## What to work on
Everything from the first line of the material below through the line containing "box: [57, 64, 66, 80]" must be retyped exactly, and nothing past it.

## Working data
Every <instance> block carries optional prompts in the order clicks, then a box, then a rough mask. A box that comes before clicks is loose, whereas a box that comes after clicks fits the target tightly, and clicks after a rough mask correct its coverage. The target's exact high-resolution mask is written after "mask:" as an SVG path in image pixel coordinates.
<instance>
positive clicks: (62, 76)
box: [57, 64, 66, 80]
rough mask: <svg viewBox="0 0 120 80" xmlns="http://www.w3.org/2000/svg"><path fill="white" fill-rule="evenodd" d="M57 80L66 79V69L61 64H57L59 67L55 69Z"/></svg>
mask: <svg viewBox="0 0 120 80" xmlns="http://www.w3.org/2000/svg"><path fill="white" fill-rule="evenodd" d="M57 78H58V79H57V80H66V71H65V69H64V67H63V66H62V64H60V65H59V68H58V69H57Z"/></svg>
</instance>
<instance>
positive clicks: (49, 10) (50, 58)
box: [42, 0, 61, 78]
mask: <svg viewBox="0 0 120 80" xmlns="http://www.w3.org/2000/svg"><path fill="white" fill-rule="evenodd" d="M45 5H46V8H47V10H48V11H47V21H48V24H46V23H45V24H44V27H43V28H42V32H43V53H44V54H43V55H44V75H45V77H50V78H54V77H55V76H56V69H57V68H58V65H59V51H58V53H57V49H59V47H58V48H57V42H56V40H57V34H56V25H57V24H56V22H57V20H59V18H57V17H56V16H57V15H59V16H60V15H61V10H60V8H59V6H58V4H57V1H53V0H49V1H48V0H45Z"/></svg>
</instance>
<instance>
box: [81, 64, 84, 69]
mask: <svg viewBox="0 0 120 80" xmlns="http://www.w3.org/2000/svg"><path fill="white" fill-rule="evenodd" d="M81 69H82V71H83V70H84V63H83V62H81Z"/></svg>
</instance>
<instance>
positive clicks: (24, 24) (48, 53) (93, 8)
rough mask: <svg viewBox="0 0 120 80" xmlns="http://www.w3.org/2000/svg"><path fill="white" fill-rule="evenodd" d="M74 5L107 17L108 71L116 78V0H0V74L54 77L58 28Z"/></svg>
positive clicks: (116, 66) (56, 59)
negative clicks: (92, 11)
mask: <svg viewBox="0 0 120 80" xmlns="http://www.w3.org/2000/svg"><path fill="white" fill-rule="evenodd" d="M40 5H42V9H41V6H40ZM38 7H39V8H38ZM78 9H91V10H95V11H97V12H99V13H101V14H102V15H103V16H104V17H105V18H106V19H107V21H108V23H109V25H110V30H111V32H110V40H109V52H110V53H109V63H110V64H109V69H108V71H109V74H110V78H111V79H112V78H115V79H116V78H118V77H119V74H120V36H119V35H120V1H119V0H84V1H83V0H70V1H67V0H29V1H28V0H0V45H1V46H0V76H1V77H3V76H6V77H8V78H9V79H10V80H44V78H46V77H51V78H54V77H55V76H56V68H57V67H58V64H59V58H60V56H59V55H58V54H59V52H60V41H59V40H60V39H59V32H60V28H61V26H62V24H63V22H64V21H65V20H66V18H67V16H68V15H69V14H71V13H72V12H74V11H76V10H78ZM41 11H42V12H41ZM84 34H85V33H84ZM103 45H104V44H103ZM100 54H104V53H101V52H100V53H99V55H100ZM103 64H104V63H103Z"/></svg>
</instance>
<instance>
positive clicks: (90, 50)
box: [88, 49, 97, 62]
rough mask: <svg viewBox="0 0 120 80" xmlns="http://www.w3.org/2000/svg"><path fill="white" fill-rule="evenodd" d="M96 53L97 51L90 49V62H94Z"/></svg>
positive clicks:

## Written answer
Every <instance> block carries optional prompts in the order clicks, then a box, then a rough mask. A box that comes before clicks is loose, whereas a box that comes after clicks fits the target tightly, and clicks after a rough mask correct its coverage. The target's exact high-resolution mask is written after "mask:" as an SVG path in image pixel coordinates.
<instance>
positive clicks: (62, 76)
box: [57, 64, 66, 80]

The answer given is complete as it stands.